# Exercise directions
Scan the entries below for "pink" and copy each line that holds it.

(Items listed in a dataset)
☆ ☆ ☆ ☆

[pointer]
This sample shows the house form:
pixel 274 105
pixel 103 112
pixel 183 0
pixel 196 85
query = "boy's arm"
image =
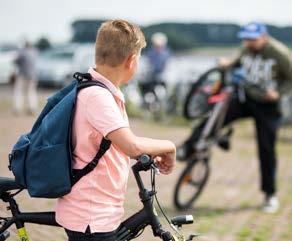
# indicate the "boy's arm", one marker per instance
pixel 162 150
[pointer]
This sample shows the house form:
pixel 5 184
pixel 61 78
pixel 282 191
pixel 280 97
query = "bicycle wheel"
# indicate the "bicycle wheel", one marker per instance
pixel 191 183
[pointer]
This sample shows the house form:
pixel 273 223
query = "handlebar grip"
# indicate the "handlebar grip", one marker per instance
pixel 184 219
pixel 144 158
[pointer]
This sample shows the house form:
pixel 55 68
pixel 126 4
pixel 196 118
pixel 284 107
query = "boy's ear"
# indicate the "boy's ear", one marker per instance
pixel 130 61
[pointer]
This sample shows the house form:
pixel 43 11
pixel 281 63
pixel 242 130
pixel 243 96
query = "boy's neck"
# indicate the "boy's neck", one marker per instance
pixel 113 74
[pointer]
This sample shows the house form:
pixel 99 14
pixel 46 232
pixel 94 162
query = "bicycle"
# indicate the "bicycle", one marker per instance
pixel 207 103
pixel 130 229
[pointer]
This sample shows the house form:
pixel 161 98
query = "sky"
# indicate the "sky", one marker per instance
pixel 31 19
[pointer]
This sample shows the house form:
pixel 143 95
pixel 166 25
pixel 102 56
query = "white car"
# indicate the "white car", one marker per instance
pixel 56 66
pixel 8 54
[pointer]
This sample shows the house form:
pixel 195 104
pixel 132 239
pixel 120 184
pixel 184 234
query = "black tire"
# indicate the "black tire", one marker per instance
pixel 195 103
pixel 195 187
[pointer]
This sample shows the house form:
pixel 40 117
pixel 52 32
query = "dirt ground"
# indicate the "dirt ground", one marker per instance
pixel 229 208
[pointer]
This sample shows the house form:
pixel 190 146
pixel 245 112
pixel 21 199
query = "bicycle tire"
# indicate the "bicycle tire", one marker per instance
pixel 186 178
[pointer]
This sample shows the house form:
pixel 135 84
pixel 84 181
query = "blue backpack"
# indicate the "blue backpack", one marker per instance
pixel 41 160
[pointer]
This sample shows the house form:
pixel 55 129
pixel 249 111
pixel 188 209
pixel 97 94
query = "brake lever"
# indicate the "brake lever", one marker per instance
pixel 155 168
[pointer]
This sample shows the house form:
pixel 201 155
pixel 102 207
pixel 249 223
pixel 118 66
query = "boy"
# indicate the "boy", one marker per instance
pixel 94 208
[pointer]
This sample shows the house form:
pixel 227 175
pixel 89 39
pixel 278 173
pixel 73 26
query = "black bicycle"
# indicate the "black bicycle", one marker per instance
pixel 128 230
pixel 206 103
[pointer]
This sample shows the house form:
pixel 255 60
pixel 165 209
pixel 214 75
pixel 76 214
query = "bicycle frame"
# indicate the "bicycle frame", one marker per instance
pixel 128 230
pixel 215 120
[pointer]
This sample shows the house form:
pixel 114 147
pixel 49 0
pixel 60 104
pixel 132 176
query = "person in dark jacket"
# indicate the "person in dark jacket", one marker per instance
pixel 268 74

☆ ☆ ☆ ☆

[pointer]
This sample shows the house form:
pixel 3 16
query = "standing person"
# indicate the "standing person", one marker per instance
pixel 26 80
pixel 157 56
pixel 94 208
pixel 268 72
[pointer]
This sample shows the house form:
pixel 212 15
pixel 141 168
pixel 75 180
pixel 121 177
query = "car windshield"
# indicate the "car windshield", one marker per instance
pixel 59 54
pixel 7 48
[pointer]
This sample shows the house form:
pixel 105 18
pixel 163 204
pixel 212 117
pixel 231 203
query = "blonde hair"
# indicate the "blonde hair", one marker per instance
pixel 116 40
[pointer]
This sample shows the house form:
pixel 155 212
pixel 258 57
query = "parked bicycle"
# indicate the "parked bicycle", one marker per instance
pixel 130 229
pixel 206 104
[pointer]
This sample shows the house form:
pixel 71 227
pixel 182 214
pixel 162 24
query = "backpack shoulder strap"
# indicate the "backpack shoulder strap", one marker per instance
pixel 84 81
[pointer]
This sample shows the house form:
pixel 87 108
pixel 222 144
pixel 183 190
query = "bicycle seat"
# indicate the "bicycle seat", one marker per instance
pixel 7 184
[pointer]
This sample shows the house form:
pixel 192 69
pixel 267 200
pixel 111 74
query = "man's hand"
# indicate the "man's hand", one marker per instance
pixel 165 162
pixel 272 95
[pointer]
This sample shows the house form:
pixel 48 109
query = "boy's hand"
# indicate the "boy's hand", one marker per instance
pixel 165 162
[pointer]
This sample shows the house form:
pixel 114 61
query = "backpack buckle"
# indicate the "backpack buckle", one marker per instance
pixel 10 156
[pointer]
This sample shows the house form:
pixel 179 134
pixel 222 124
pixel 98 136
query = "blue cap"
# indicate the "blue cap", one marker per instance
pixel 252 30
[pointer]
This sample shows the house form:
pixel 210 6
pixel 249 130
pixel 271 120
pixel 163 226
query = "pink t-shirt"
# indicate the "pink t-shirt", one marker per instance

☆ ☆ ☆ ☆

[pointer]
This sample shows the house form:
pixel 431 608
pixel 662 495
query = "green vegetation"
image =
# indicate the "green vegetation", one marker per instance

☆ ☆ ☆ ☆

# Response for this exercise
query = "pink t-shirt"
# indicate the "pink t-shirt", one marker per instance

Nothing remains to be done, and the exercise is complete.